[begin INFORMATION GIVEN]

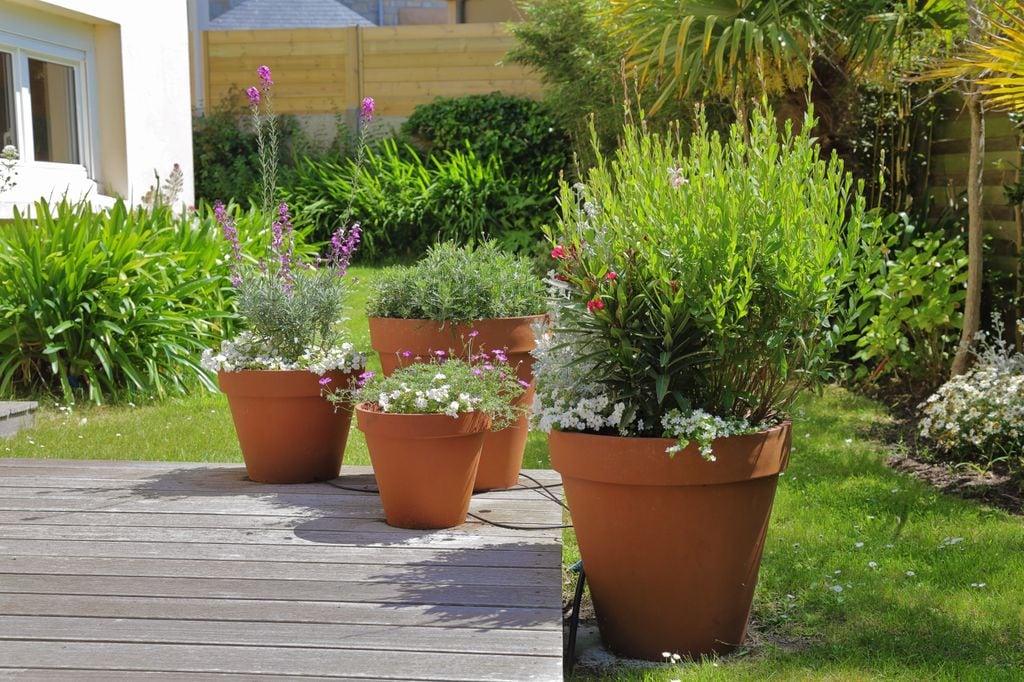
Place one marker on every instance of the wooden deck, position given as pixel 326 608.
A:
pixel 151 570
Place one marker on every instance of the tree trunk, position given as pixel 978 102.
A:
pixel 975 229
pixel 975 236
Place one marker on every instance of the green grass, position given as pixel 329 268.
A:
pixel 838 493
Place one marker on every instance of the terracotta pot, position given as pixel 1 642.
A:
pixel 503 451
pixel 425 464
pixel 671 546
pixel 288 431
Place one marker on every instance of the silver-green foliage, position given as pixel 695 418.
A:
pixel 295 315
pixel 729 258
pixel 97 303
pixel 459 284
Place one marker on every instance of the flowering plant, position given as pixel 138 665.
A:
pixel 292 306
pixel 979 416
pixel 443 386
pixel 694 293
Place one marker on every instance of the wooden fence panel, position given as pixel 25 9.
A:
pixel 329 71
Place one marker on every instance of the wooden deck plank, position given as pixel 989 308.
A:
pixel 274 661
pixel 353 572
pixel 300 635
pixel 102 607
pixel 171 570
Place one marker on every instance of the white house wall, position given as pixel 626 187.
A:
pixel 138 109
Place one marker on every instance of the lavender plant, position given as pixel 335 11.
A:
pixel 291 306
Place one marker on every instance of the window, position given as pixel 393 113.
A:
pixel 41 103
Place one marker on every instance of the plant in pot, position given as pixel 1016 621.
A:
pixel 425 426
pixel 274 374
pixel 455 299
pixel 696 285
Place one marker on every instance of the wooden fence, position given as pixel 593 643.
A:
pixel 947 178
pixel 329 71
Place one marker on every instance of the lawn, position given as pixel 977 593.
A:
pixel 867 573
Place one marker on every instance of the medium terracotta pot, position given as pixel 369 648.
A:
pixel 502 457
pixel 288 431
pixel 425 464
pixel 671 546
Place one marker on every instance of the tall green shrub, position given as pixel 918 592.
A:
pixel 521 132
pixel 96 303
pixel 406 202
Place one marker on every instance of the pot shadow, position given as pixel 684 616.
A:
pixel 474 576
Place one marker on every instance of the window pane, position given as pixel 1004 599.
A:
pixel 6 101
pixel 54 120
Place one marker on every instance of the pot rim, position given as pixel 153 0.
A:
pixel 640 461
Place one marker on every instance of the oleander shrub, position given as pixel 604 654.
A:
pixel 909 299
pixel 521 132
pixel 105 303
pixel 407 202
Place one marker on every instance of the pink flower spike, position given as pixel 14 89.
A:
pixel 367 110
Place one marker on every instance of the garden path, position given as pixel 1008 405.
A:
pixel 128 569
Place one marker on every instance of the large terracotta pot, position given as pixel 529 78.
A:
pixel 288 431
pixel 671 546
pixel 425 464
pixel 503 450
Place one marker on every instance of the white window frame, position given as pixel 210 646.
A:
pixel 23 48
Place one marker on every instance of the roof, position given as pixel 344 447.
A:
pixel 253 14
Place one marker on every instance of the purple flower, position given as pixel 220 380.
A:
pixel 282 243
pixel 230 233
pixel 343 245
pixel 367 110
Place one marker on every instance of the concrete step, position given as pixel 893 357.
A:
pixel 16 415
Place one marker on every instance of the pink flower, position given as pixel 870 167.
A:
pixel 367 110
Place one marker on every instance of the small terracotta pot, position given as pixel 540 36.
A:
pixel 502 457
pixel 288 431
pixel 671 545
pixel 425 464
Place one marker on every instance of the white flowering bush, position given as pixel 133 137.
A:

[end INFORMATION GIVEN]

Revise every one of the items above so that each occurrence of "position given as" reads "coordinates given as", with all other text left unchanged. Leave the pictures out of your answer.

* RESULT FOR THIS TASK:
Place one marker on every instance of the wooden deck, coordinates given as pixel 326 608.
A:
pixel 151 570
Place one marker on every instance of the tree trunk, coordinates given as pixel 978 102.
A:
pixel 975 229
pixel 975 236
Place one marker on every instance of the green grass, coordinates given as pixel 329 268.
A:
pixel 838 493
Place one marker on every instance of the terracotta pot, coordinates given as pixel 1 642.
A:
pixel 503 451
pixel 425 464
pixel 671 546
pixel 288 431
Place one marker on every instance of the silver-green foliage, coordinates given as pixel 695 418.
A:
pixel 295 315
pixel 729 258
pixel 97 303
pixel 459 284
Place one marker on every instance of the flowering plant, coordinates given as pixel 138 665.
A:
pixel 292 306
pixel 979 416
pixel 443 386
pixel 694 293
Place one marker on every instance of the wooden fence panel, coordinates given as pixel 25 9.
A:
pixel 329 71
Place one marker on every instance of the wooden deck plank, coordinates given as pixel 989 308.
A:
pixel 274 661
pixel 353 572
pixel 300 635
pixel 102 607
pixel 171 570
Place one marker on every instance of the white house wall, coordinates given as pixel 626 187.
A:
pixel 138 109
Place one marker on every instance of the lavender plant, coordinates given as pixel 335 11.
A:
pixel 291 306
Place one marker on every instance of the window, coordinates given as pixel 393 113.
A:
pixel 41 103
Place one marker on every instance of the plant in pot, coordinates given as pixel 1016 621.
A:
pixel 425 426
pixel 274 374
pixel 455 299
pixel 696 285
Place one marker on every instance of the wooden fence, coordinates given as pixel 593 643.
A:
pixel 947 178
pixel 329 71
Place one marker on every instance of the lawn, coordinates given as pixel 977 593.
A:
pixel 867 573
Place one marker on every instance of the medium terracotta pot, coordinates given as pixel 369 648.
A:
pixel 502 457
pixel 288 431
pixel 425 464
pixel 671 546
Place one marker on every instance of the tall green shrub, coordinates given as pixel 918 592.
A:
pixel 521 132
pixel 96 303
pixel 406 202
Place one marker on every instance of the pot shadow, coordinates given as pixel 684 616.
A:
pixel 474 576
Place one marker on every instance of the window pane, coordinates given as pixel 1004 599.
A:
pixel 6 101
pixel 54 120
Place one marker on every instance of the pot rim, coordinates given as pixel 153 0.
A:
pixel 640 461
Place one marker on every instance of the oleander shrub, coordinates given as pixel 604 654.
A:
pixel 909 299
pixel 521 132
pixel 105 303
pixel 407 202
Place one marker on every instance of the pink flower spike, coordinates given as pixel 14 89.
A:
pixel 367 110
Place one marker on every instance of the garden path, coordinates given as pixel 1008 405.
A:
pixel 128 569
Place one marker on every instance of the large terracotta pot, coordinates given as pixel 529 78.
A:
pixel 288 431
pixel 671 546
pixel 425 464
pixel 503 450
Place one marker on every instance of the white window frame, coordinates given as pixel 210 646.
A:
pixel 23 48
Place one marker on every instance of the roof, coordinates given as pixel 344 447.
A:
pixel 253 14
Place one marker on every instance of the purple flower, coordinates given as pixel 220 380.
A:
pixel 282 243
pixel 230 233
pixel 343 245
pixel 367 110
Place one marker on every instance of the concrete step, coordinates given as pixel 893 357.
A:
pixel 16 415
Place one marker on every instance of the pink flower, coordinates given as pixel 870 167.
A:
pixel 367 110
Place one marker on every instance of the small terracotta pot, coordinates given as pixel 540 36.
A:
pixel 502 457
pixel 288 431
pixel 671 545
pixel 425 464
Place one marker on every instance of the white flowering bush, coordinates given as pixel 133 137.
A:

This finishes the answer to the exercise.